• **Directions**
Search the records for the word "outline" and copy every line in which it occurs.

****************

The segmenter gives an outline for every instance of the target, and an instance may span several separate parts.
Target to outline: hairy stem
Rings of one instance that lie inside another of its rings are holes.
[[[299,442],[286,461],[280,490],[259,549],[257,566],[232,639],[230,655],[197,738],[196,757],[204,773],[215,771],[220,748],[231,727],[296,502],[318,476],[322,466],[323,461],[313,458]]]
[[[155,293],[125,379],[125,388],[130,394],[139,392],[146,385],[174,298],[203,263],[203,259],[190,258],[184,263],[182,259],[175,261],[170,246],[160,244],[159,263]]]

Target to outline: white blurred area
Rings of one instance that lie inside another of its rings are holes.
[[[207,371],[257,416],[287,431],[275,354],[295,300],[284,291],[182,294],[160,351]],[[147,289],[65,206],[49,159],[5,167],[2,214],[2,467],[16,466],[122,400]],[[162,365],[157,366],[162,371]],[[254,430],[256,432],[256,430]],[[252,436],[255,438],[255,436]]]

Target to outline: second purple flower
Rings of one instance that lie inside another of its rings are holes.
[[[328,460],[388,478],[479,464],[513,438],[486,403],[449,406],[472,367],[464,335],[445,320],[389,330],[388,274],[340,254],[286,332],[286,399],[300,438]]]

****************

• **Exercise response**
The segmenter gives an outline for every instance of the target, and an instance may span several separate parts.
Target to outline: hairy stem
Target to outline: white blurred area
Target to outline: second purple flower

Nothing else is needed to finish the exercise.